▶ Parts of the exercise
(1) Quote the passage of the article on maize drought and heat stress starting at "Maize plants require" and ending at "maize is vital.".
(2) Continue the article on maize drought and heat stress from the point at which it stops.

Document text section start

An electron micrograph of the protoxylem in maize. Photo by Zhaobin Dong.
Maize plants require an abundant water supply and moderate temperatures to accomplish fertilization and produce seed. Proper hydration levels are necessary for each stage of maize fertilization, and excessive heat can cause its pollen to become infertile. As climatic change begins to impact widespread agricultural areas, understanding the mechanism of resistance to drought and heat stress in crop plants such as maize is vital.
In a study published in Proceedings of the National Academy of Sciences today, Zhaobin Dong, Ling Xu, and George Chuck, members of the Plant Gene Expression Center, analyzed the genetics of a maize mutant which causes plants to express responses to drought and heat stress.
The mutant is caused by the gene necrotic upper tips1 (nut1), which encodes a protein that controls genes responsible for maintaining the structure of the protoxylem cells. Protoxylem, one of the first-formed vascular cells, are vital for early water circulation in the plant. The effects of the nut1 gene were studied using dye uptake and movement assays which reflect the ability of protoxylem to function under stress.

Document text section end
Provided records section start

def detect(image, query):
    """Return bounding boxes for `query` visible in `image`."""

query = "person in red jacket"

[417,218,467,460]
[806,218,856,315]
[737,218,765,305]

Provided records section end

▶ Expected responses
(1)
Maize plants require an abundant water supply and moderate temperatures to accomplish fertilization and produce seed. Proper hydration levels are necessary for each stage of maize fertilization, and excessive heat can cause its pollen to become infertile. As climatic change begins to impact widespread agricultural areas, understanding the mechanism of resistance to drought and heat stress in crop plants such as maize is vital.

(2)
“It seems obvious now, but I wouldn’t have guessed that resistance to heat stress and drought stress have a common physiological mechanism, both operating through high volume water movement early in the protoxylem,” says George Chuck, an associate researcher in the Plant & Microbial Biology Department. “It seems clear to me that if we want to breed plants resistant to the compound effects of climate change, we should probably select for efficient protoxylem function, something we may be able to do using the nut1 gene.”
The research is the product of a collaboration between partners Ling Xu and Zhaobin Dong, as well as researchers from Rutgers University. The study can be found on the Proceedings of the National Academy of Sciences website.